> 指示と条件
下にある、渓流釣りでのウェーダーの危険についての文章の続きを、最後の文のあとから書き進めてください。

> 抜粋した文章
----------

命にかかわることで特に危険なのが、転倒・水没時にウェーダーの中に水が入ることで溺れてしまうことなのです。これには十分な留意が必要で、練達しても不意の転倒は渓流釣りにつきもので、初心者ならずとも転倒・落下の危険性は常に頭に入れて行動すべきです。ウエーダーを着て水深30~40cmの川で調査を行っていた人が200mほど流されて死亡するという事例が報告されています。
危険には変わりありませんが、ウェーダーの腰上まで来るような箇所でもプールなどのように流れもほぼなければ突破可能と考えていますが、押しが強い水流箇所においての渡渉・遡上は絶対に危険です。特にウェーダーの膝上にまで水が来るような箇所はもう赤信号が点灯しています。
無理だと思えば引き返す勇気が大事です、例え尺物の楽園(かなり気のせいですw)があったとしても…。

----------

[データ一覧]

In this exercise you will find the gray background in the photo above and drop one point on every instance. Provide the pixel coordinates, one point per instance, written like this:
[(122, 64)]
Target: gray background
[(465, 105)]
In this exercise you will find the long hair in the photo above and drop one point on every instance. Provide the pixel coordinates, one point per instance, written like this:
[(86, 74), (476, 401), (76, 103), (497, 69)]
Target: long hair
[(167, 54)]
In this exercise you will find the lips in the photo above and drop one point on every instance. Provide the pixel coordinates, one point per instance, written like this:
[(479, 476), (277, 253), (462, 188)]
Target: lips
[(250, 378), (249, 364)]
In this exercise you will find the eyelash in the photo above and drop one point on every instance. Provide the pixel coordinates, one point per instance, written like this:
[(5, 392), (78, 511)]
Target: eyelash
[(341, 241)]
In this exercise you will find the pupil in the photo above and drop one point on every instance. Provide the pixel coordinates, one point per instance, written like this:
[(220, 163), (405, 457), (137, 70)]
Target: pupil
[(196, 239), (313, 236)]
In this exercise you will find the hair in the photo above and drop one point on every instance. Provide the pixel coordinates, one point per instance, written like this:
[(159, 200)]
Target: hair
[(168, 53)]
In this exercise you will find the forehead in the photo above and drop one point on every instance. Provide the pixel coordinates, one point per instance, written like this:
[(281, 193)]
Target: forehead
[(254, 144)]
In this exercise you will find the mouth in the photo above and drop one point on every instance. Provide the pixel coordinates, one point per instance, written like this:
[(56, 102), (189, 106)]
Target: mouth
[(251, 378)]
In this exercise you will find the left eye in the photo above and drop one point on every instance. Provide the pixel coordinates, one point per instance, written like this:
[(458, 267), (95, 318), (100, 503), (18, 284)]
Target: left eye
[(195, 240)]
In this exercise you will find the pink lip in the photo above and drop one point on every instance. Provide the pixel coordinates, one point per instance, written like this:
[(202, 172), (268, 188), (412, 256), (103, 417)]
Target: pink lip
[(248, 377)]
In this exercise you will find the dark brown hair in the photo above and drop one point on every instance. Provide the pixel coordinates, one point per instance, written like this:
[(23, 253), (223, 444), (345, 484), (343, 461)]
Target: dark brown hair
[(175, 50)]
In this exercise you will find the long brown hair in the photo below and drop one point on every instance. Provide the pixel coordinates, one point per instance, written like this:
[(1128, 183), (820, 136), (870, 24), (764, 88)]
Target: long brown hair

----------

> 回答
少し脅しましたが、滝を見れば遡りたくなる、大きな溜まり(プール)なら泳いで渡る、ザイルで降下するなど沢登りも兼ねるような渓流釣りでなければ、基本ウェーダーで十分以上です。最も使っている人が多いのもその理由、危険性・マイナス面はしっかりと把握しておけば大丈夫かと思います。
ヒップ、ウェストハイ、チェストハイなど様々なタイプ
まずは、アマゾンや楽天他通販系やシマノ、ダイワを初めとしたメーカーにて商品をあれこれ物色ですね。今回はPROXさんとダイワさんのラインナップから参考にしてみます。(註)筆者はどれも使っておりません、あくまで参考のイメージです。
ヒップ、ウェストハイ、チェストハイの3つがあり、詳細は次段にて解説するとしてまずはどのようなものか確認しておきましょう。
ヒップフェルトウェダー(PX5614) PROX
※参考画像 PROX
ブリザテックウエストフェルトウェダー(PX5565) PROX
※参考画像 PROX
チェストハイ型 PW-4204R DAIWA
※参考画像 DAIWA
ネオプレンチェストストッキングウェダー PROX
※参考画像 PROX
ではウェーダーのイメージを持っていただいたところで、次段にて種類や特徴をみたいと思います。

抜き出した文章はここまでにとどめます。